Excerpted passage:
⟨
Tag Archives: Taj Mahal

The Evolution of the Statesboro Blues

11 Apr

List five of the most famous blues songs you can think of. Was “Statesboro Blues” on your list? It is a mainstay on most lists not only because of its excellence as a song, but also because of its proliferation – i.e. the song was re-recorded by the right people. Even if “Statesboro Blues” didn’t find a spot on your list, it is certainly a staple of blues history and a widely recognized song today. You hear the opening few notes of the riff and hear “Wake up Mama, turn your lamp down low” and you just know you are traveling to Georgia to experience the Statesboro blues. But with whom are you traveling with. The original creator of the famous blues piece, the first modernizer, or the performers with arguably the best version of the song? I think we are in need of a Blues Evolution.

By the way, before I continue, if you are interested in the blues and want to learn more about famous originators check out the list that John Phillips is compiling over at the Real Canadian Music Blog. His Let’s Explore the Blues section offers a deep dive into pre-rock blues (http://therealcanadianmusicblog.wordpress.com/category/blues/)

The best way to explore the evolution of “Statesboro Blues” is to work backwards. Instead of starting in 1928, let’s start 43 years later at the Fillmore East in March of 1971. The Allman Brothers recorded a version of blues piece for their live album At Fillmore East, which is one of the most extraordinary live albums ever released. The song is now a staple during Allman Brothers’ concerts. Why did the song succeed initially? One name. Duane Allman. His slide work on “Statesboro Blues” is some of the greatest ever done by any guitarist ever. It is spine-tingling, goose-bump inducing, holy sh*t how is he making that sound, good. You can listen to it over and over again, transcribe it and play it until your fingers are blue and pulsating, NO ONE will ever play the slide guitar and this song like Duane Allman. Let’s not forget Dickey Betts who also creates a magical tone with his guitar. The riff is heavenly, the blues solo scary good, and the vocals fresh and original. The Allman Brothers makes the song theirs, which is partly why everyone thinks it is their song!
⟩
Entries:
⟨
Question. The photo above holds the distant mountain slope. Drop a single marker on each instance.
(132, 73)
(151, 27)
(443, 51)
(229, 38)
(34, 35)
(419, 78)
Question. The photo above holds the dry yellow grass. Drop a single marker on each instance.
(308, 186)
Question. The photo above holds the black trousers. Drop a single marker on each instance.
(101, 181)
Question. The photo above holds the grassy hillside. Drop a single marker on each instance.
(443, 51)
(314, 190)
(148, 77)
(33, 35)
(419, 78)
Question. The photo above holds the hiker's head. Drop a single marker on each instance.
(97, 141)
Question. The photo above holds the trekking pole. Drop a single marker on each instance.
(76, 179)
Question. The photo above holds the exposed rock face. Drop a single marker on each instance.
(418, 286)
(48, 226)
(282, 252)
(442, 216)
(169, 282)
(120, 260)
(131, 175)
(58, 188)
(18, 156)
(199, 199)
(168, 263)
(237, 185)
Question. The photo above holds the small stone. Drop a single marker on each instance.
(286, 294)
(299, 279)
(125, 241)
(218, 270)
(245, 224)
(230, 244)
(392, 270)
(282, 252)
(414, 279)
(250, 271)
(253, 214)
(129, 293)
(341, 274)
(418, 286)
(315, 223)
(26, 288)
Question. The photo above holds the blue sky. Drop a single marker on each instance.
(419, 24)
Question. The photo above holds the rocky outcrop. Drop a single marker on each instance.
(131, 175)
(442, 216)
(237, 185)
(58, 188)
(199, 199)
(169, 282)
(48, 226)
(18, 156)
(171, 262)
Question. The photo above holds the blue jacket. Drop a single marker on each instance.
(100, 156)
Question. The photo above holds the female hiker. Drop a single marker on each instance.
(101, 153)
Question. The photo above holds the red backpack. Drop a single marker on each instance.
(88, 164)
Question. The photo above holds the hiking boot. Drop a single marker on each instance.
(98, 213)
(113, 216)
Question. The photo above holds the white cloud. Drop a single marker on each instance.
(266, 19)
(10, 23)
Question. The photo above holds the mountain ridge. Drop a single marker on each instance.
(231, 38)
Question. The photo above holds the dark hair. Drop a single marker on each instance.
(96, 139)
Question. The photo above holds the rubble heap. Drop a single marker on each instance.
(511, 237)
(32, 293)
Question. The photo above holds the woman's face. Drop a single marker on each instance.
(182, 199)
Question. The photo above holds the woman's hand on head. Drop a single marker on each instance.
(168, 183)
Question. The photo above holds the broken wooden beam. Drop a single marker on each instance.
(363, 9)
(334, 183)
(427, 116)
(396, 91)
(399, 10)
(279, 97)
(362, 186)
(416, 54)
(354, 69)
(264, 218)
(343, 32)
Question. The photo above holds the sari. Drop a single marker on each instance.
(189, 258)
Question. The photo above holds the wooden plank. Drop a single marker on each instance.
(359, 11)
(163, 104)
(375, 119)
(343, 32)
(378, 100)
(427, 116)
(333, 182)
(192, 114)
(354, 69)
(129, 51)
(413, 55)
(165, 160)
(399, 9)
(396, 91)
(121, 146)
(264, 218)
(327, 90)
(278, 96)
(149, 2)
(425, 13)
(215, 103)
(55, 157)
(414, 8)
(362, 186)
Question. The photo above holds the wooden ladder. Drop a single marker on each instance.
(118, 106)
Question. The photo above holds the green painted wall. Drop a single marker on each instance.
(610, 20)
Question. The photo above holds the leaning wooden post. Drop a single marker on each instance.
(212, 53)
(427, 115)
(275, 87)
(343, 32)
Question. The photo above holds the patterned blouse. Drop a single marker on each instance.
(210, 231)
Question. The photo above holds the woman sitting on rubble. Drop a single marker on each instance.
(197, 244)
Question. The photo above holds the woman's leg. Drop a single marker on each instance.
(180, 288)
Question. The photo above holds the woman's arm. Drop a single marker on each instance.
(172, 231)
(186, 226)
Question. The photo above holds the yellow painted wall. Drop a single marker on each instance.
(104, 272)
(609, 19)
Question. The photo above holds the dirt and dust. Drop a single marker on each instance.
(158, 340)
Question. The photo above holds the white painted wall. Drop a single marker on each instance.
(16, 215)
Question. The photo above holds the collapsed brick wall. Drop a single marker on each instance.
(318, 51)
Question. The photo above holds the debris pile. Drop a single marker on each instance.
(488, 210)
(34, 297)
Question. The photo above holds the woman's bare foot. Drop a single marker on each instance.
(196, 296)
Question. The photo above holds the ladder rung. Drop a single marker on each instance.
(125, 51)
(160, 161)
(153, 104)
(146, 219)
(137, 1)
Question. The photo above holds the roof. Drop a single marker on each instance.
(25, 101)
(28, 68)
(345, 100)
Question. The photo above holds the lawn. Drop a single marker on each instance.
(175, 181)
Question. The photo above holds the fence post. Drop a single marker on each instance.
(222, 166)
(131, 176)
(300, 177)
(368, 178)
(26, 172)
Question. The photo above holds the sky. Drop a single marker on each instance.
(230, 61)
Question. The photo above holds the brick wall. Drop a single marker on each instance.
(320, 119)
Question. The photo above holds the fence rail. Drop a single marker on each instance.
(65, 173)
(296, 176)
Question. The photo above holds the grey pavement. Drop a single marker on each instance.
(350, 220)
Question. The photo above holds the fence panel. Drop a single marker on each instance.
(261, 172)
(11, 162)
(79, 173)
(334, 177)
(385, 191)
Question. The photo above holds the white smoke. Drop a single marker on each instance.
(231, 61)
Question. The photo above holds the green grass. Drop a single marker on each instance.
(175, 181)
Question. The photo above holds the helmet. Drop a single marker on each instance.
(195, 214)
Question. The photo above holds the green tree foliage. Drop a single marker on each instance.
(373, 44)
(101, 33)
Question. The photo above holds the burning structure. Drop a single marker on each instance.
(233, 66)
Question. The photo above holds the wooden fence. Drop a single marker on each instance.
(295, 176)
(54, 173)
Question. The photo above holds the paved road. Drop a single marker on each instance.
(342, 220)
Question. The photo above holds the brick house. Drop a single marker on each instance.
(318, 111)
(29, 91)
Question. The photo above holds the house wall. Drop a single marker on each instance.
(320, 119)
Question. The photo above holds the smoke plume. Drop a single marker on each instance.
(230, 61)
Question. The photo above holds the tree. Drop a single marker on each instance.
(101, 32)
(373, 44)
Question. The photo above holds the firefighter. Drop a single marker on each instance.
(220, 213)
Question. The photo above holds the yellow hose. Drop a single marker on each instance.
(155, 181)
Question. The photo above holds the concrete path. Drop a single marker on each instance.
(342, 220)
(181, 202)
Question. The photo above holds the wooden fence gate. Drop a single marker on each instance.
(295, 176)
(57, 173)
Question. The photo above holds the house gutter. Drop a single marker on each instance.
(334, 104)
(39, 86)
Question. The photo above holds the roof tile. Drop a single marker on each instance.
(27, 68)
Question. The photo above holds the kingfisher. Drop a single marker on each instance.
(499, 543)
⟩
Work instructions:
A) Answer these questions from the Statesboro Blues post:
(i) What lyric line does the post quote right after the opening notes of the riff?
(ii) Who is compiling the list of blues originators at the Real Canadian Music Blog?
(iii) At what venue and in what month and year did the Allman Brothers record their version?
B) Return a word-for-word copy of the Statesboro Blues post, starting with "Tag Archives: Taj" and going on through "a Blues Evolution.".

The answers:
A)
(i) "Wake up Mama, turn your lamp down low"
(ii) John Phillips
(iii) The Fillmore East, in March of 1971

B)
Tag Archives: Taj Mahal

The Evolution of the Statesboro Blues

11 Apr

List five of the most famous blues songs you can think of. Was “Statesboro Blues” on your list? It is a mainstay on most lists not only because of its excellence as a song, but also because of its proliferation – i.e. the song was re-recorded by the right people. Even if “Statesboro Blues” didn’t find a spot on your list, it is certainly a staple of blues history and a widely recognized song today. You hear the opening few notes of the riff and hear “Wake up Mama, turn your lamp down low” and you just know you are traveling to Georgia to experience the Statesboro blues. But with whom are you traveling with. The original creator of the famous blues piece, the first modernizer, or the performers with arguably the best version of the song? I think we are in need of a Blues Evolution.